(Beginning of Dataset excerpts)
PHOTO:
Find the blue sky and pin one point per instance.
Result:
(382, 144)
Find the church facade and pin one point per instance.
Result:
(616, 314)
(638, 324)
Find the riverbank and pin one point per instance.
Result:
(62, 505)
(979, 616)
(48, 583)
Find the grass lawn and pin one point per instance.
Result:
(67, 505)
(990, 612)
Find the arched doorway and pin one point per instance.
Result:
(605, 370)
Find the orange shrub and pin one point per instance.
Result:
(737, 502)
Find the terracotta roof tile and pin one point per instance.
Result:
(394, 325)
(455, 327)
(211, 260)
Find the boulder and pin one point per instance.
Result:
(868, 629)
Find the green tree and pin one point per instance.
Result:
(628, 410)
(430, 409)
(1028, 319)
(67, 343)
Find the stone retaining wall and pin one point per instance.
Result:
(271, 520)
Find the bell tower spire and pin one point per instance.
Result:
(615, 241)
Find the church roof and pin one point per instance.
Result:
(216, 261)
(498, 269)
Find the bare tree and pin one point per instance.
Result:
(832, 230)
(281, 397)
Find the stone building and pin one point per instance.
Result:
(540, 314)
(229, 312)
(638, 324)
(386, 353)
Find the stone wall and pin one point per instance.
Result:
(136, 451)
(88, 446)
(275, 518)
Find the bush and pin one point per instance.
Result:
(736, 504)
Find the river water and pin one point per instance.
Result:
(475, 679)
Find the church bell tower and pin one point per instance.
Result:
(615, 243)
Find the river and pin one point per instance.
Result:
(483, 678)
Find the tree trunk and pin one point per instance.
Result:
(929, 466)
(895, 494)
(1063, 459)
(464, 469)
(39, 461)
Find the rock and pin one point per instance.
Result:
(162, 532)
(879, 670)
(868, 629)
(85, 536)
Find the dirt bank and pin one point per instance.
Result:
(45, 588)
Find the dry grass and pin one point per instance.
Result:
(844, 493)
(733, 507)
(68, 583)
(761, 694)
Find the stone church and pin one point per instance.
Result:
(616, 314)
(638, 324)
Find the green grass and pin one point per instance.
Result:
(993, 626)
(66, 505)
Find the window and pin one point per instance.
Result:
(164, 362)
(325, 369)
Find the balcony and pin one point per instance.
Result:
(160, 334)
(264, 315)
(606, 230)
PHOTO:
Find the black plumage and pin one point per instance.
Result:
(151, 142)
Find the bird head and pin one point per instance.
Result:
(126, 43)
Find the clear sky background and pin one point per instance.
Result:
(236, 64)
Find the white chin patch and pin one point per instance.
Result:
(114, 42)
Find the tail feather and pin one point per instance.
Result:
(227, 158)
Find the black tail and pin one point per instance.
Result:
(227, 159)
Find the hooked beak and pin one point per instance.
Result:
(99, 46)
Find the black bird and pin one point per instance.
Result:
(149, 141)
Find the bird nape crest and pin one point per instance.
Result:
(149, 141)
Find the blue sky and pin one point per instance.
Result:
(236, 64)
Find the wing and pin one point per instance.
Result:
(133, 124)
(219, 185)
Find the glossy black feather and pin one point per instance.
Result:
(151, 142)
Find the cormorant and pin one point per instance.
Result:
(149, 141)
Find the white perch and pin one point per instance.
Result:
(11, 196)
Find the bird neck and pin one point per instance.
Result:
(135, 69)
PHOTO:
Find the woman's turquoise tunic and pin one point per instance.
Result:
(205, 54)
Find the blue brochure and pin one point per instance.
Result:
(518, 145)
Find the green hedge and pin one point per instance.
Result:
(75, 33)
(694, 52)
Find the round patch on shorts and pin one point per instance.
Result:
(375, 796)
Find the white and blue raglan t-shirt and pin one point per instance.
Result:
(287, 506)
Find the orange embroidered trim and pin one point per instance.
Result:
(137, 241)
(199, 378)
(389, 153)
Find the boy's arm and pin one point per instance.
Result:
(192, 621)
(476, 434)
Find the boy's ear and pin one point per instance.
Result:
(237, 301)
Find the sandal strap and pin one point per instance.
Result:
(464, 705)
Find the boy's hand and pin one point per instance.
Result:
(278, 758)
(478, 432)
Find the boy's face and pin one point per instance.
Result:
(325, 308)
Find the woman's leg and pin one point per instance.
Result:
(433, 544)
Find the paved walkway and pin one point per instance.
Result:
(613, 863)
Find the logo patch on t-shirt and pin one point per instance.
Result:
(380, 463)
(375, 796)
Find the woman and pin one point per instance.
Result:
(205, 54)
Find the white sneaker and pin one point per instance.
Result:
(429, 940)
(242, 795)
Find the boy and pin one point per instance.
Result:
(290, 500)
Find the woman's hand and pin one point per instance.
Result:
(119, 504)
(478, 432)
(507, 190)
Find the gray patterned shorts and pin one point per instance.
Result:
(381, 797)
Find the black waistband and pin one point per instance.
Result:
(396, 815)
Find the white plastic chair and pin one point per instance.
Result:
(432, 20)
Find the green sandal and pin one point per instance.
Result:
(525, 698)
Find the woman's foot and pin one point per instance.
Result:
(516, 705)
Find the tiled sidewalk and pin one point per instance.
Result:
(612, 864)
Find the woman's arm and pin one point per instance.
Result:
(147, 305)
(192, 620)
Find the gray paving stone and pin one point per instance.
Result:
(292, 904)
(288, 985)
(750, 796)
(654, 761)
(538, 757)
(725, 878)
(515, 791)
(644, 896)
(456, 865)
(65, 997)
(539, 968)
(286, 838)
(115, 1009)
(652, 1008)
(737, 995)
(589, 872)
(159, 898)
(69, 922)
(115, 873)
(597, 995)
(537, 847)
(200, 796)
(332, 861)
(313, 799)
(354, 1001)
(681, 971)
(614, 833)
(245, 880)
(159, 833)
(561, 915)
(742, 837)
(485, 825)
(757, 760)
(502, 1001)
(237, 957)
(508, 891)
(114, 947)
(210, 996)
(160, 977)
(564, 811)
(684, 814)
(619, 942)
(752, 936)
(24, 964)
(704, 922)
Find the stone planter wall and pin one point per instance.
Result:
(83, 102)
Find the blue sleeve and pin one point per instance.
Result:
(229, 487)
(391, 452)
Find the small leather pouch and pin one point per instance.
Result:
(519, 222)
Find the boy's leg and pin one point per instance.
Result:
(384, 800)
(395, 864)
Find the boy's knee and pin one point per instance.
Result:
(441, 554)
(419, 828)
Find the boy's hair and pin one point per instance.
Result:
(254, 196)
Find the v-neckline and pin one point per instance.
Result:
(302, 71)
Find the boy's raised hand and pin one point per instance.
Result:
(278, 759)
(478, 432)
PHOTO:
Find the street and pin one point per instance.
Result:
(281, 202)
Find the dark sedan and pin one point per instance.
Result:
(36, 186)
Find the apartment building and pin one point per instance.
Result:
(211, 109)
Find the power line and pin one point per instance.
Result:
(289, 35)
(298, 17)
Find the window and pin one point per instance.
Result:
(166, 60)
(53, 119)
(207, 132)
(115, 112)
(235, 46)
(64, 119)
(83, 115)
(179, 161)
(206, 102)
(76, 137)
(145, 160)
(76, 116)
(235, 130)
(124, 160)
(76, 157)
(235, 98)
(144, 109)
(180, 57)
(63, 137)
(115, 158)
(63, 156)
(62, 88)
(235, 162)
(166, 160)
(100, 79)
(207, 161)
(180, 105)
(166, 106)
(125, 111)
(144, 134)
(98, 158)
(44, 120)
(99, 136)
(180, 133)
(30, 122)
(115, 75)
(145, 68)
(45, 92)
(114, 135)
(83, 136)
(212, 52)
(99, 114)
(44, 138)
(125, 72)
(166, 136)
(End of Dataset excerpts)
- _Exercise instructions_:
Your task is to output all of the data above word for word.

- _Solution to this problem_:
PHOTO:
Find the blue sky and pin one point per instance.
Result:
(382, 144)
Find the church facade and pin one point per instance.
Result:
(616, 314)
(638, 324)
Find the riverbank and pin one point per instance.
Result:
(62, 505)
(979, 616)
(48, 583)
Find the grass lawn and pin one point per instance.
Result:
(67, 505)
(990, 612)
Find the arched doorway and pin one point per instance.
Result:
(605, 370)
Find the orange shrub and pin one point per instance.
Result:
(737, 502)
Find the terracotta roof tile and pin one point per instance.
Result:
(394, 325)
(455, 327)
(211, 260)
Find the boulder and pin one point per instance.
Result:
(868, 629)
Find the green tree and pin one point per instance.
Result:
(628, 410)
(430, 409)
(1028, 319)
(67, 343)
Find the stone retaining wall and pin one point per instance.
Result:
(271, 520)
Find the bell tower spire and pin one point per instance.
Result:
(615, 241)
Find the church roof and pin one point per instance.
Result:
(216, 261)
(498, 269)
Find the bare tree and pin one point per instance.
Result:
(832, 230)
(281, 397)
Find the stone building and pin one point per instance.
Result:
(540, 314)
(229, 312)
(638, 324)
(386, 353)
Find the stone wall and pin one point per instance.
Result:
(136, 451)
(88, 446)
(275, 518)
Find the bush and pin one point per instance.
Result:
(736, 504)
Find the river water and pin one point per instance.
Result:
(475, 679)
Find the church bell tower and pin one point per instance.
Result:
(615, 243)
Find the river and pin one point per instance.
Result:
(483, 678)
Find the tree trunk and pin one point per instance.
Result:
(929, 466)
(895, 494)
(1063, 459)
(464, 469)
(39, 461)
Find the rock and pin one point per instance.
Result:
(162, 532)
(879, 670)
(868, 629)
(85, 536)
Find the dirt bank and pin one point per instance.
Result:
(45, 588)
Find the dry grass and pin one point per instance.
Result:
(844, 493)
(733, 507)
(68, 583)
(761, 694)
Find the stone church and pin one point per instance.
Result:
(616, 314)
(638, 324)
Find the green grass and pin one point per instance.
Result:
(993, 626)
(66, 505)
Find the window and pin one point per instance.
Result:
(164, 362)
(325, 369)
Find the balcony and pin one point per instance.
Result:
(160, 334)
(264, 315)
(606, 230)
PHOTO:
Find the black plumage and pin one point per instance.
Result:
(151, 142)
Find the bird head and pin one point per instance.
Result:
(126, 43)
Find the clear sky background and pin one point per instance.
Result:
(236, 64)
Find the white chin patch and pin one point per instance.
Result:
(114, 42)
Find the tail feather and pin one point per instance.
Result:
(227, 158)
Find the black tail and pin one point per instance.
Result:
(227, 159)
Find the hooked beak and pin one point per instance.
Result:
(99, 46)
Find the black bird and pin one point per instance.
Result:
(149, 141)
Find the bird nape crest and pin one point per instance.
Result:
(149, 141)
Find the blue sky and pin one point per instance.
Result:
(236, 64)
Find the wing and pin one point per instance.
Result:
(133, 124)
(219, 185)
Find the glossy black feather and pin one point per instance.
Result:
(151, 142)
Find the cormorant and pin one point per instance.
Result:
(149, 141)
Find the white perch and pin one point per instance.
Result:
(11, 196)
Find the bird neck and pin one point per instance.
Result:
(135, 69)
PHOTO:
Find the woman's turquoise tunic and pin one point per instance.
Result:
(205, 54)
Find the blue brochure and pin one point per instance.
Result:
(518, 145)
Find the green hedge and pin one point per instance.
Result:
(75, 33)
(694, 52)
Find the round patch on shorts and pin one point per instance.
Result:
(375, 796)
Find the white and blue raglan t-shirt and pin one point per instance.
Result:
(287, 506)
Find the orange embroidered trim and pin one point per instance.
Result:
(137, 241)
(199, 378)
(389, 153)
Find the boy's arm and pin one point per instance.
Result:
(192, 621)
(476, 434)
Find the boy's ear and pin one point per instance.
Result:
(237, 301)
Find the sandal strap and pin one point per instance.
Result:
(464, 705)
Find the boy's hand and pin one point per instance.
Result:
(278, 758)
(478, 432)
Find the boy's face and pin one point per instance.
Result:
(325, 308)
Find the woman's leg and pin one point per instance.
Result:
(433, 544)
Find the paved walkway and pin one point per instance.
Result:
(613, 863)
Find the logo patch on t-shirt and pin one point per instance.
Result:
(380, 463)
(375, 796)
Find the woman and pin one point per instance.
Result:
(205, 54)
Find the white sneaker and pin one point per instance.
Result:
(429, 940)
(242, 795)
Find the boy and pin one point per instance.
Result:
(290, 500)
Find the woman's hand and pin one point per instance.
Result:
(119, 504)
(478, 432)
(507, 190)
Find the gray patterned shorts and pin one point per instance.
Result:
(381, 797)
Find the black waistband and pin one point per instance.
Result:
(396, 815)
Find the white plastic chair and pin one point per instance.
Result:
(432, 20)
Find the green sandal and pin one point per instance.
Result:
(525, 698)
Find the woman's foot and pin one point per instance.
Result:
(516, 705)
Find the tiled sidewalk and pin one point per instance.
Result:
(612, 864)
Find the woman's arm and pin one point per instance.
Result:
(147, 305)
(192, 620)
Find the gray paving stone and pin one point per instance.
Result:
(292, 904)
(288, 985)
(750, 796)
(654, 761)
(538, 757)
(725, 878)
(515, 791)
(644, 896)
(456, 865)
(65, 997)
(539, 968)
(286, 838)
(115, 1009)
(652, 1008)
(737, 995)
(589, 872)
(159, 898)
(69, 922)
(115, 873)
(597, 995)
(537, 847)
(200, 796)
(332, 861)
(313, 799)
(354, 1001)
(681, 971)
(614, 833)
(245, 880)
(159, 833)
(561, 915)
(742, 837)
(485, 825)
(757, 760)
(502, 1001)
(237, 957)
(508, 891)
(114, 947)
(210, 996)
(160, 977)
(564, 811)
(684, 814)
(619, 942)
(752, 936)
(24, 964)
(704, 922)
Find the stone planter wall and pin one point per instance.
Result:
(83, 102)
Find the blue sleeve and pin one point per instance.
Result:
(229, 487)
(391, 452)
Find the small leather pouch and pin one point per instance.
Result:
(519, 222)
Find the boy's leg and pin one point per instance.
Result:
(384, 800)
(395, 864)
Find the boy's knee and pin one point per instance.
Result:
(441, 554)
(419, 828)
Find the boy's hair and pin one point per instance.
Result:
(254, 196)
Find the v-neckline and pin one point per instance.
Result:
(302, 71)
Find the boy's raised hand and pin one point per instance.
Result:
(278, 759)
(478, 432)
PHOTO:
Find the street and pin one point per instance.
Result:
(281, 202)
Find the dark sedan and pin one point per instance.
Result:
(36, 186)
Find the apartment building and pin one point per instance.
Result:
(211, 109)
Find the power line and pin one point per instance.
Result:
(289, 35)
(298, 17)
Find the window and pin one point per instance.
Result:
(166, 60)
(53, 119)
(207, 132)
(115, 112)
(235, 46)
(64, 119)
(83, 115)
(179, 161)
(206, 102)
(76, 137)
(145, 160)
(76, 116)
(235, 130)
(124, 160)
(76, 157)
(235, 98)
(144, 109)
(180, 57)
(63, 137)
(115, 158)
(63, 156)
(62, 88)
(235, 162)
(166, 160)
(100, 79)
(207, 161)
(180, 105)
(166, 106)
(125, 111)
(144, 134)
(98, 158)
(44, 120)
(99, 136)
(180, 133)
(30, 122)
(115, 75)
(145, 68)
(45, 92)
(114, 135)
(83, 136)
(212, 52)
(99, 114)
(44, 138)
(125, 72)
(166, 136)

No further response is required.